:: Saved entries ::
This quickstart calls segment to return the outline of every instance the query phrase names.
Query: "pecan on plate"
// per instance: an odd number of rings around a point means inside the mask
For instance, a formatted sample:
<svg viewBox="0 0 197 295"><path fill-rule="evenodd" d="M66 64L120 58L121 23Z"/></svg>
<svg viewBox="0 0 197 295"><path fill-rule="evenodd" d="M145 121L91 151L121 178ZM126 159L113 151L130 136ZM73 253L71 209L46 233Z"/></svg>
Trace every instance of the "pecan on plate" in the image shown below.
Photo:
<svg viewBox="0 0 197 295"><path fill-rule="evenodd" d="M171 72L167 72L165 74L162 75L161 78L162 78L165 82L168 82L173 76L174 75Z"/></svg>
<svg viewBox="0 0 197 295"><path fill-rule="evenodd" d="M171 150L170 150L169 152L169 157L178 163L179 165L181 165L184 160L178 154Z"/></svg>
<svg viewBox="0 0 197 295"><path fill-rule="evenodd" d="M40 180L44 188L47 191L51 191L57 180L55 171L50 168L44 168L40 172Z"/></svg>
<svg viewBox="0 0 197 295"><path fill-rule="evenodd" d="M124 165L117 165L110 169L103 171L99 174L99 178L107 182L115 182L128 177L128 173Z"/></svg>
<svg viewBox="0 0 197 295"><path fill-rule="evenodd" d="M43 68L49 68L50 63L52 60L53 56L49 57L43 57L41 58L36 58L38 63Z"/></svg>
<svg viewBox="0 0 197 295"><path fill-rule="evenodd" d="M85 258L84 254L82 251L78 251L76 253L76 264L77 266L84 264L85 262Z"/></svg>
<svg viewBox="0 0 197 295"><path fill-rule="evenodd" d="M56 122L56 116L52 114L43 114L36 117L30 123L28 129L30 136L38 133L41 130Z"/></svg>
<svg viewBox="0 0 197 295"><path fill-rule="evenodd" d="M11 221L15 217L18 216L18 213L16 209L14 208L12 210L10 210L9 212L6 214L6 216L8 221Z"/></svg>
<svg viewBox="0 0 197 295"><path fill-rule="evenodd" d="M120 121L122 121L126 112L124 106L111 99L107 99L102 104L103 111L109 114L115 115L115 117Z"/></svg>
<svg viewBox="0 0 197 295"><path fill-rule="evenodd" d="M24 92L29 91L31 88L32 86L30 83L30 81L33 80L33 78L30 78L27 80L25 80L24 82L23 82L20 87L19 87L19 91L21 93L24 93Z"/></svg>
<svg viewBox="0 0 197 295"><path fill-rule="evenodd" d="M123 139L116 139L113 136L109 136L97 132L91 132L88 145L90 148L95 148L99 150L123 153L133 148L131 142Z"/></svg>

:: Brief ::
Please rewrite every line of the records above as a Markdown table with two columns, Row and Line. Number each row and leave out blank lines.

:: Solution for this problem ::
| Row | Line |
|---|---|
| 1 | This quickstart calls segment to return the outline of every instance the query phrase names. |
| 2 | Query: "pecan on plate" |
| 3 | // per instance: an odd number of rings around a point means inside the mask |
| 4 | For instance, a formatted sample: |
| 5 | <svg viewBox="0 0 197 295"><path fill-rule="evenodd" d="M66 64L120 58L121 23Z"/></svg> |
| 6 | <svg viewBox="0 0 197 295"><path fill-rule="evenodd" d="M145 121L91 151L121 178ZM126 159L113 151L130 136ZM73 253L71 209L46 233Z"/></svg> |
| 7 | Trace every instance of the "pecan on plate" in the image shown below. |
| 8 | Photo: |
| 9 | <svg viewBox="0 0 197 295"><path fill-rule="evenodd" d="M171 72L167 72L165 74L162 75L161 78L162 78L165 82L168 82L173 76L174 75Z"/></svg> |
| 10 | <svg viewBox="0 0 197 295"><path fill-rule="evenodd" d="M171 150L170 150L169 152L169 157L178 163L179 165L181 165L184 160L178 154Z"/></svg> |
| 11 | <svg viewBox="0 0 197 295"><path fill-rule="evenodd" d="M40 180L44 188L47 191L51 191L57 180L55 171L50 168L44 168L40 172Z"/></svg> |
| 12 | <svg viewBox="0 0 197 295"><path fill-rule="evenodd" d="M124 165L117 165L110 169L103 171L99 174L99 178L107 182L115 182L128 177L128 173Z"/></svg> |
| 13 | <svg viewBox="0 0 197 295"><path fill-rule="evenodd" d="M43 68L49 68L50 63L52 60L53 56L49 57L43 57L41 58L36 58L38 63Z"/></svg> |
| 14 | <svg viewBox="0 0 197 295"><path fill-rule="evenodd" d="M85 258L84 254L82 251L78 251L76 253L76 264L77 266L84 264L85 262Z"/></svg> |
| 15 | <svg viewBox="0 0 197 295"><path fill-rule="evenodd" d="M56 122L56 116L52 114L43 114L36 117L30 123L28 129L30 136L38 133L41 130Z"/></svg> |
| 16 | <svg viewBox="0 0 197 295"><path fill-rule="evenodd" d="M11 221L15 217L18 216L18 213L16 209L14 208L12 210L10 210L9 212L6 214L6 216L8 221Z"/></svg> |
| 17 | <svg viewBox="0 0 197 295"><path fill-rule="evenodd" d="M120 121L122 121L126 112L124 106L111 99L107 99L102 104L103 111L109 114L115 115L115 117Z"/></svg> |
| 18 | <svg viewBox="0 0 197 295"><path fill-rule="evenodd" d="M24 92L29 91L31 88L32 86L30 83L30 81L33 80L33 78L30 78L27 80L25 80L24 82L23 82L20 87L19 87L19 91L21 93L24 93Z"/></svg> |
| 19 | <svg viewBox="0 0 197 295"><path fill-rule="evenodd" d="M123 139L116 139L113 136L109 136L97 132L91 132L88 145L90 148L95 148L99 150L123 153L133 148L131 142Z"/></svg> |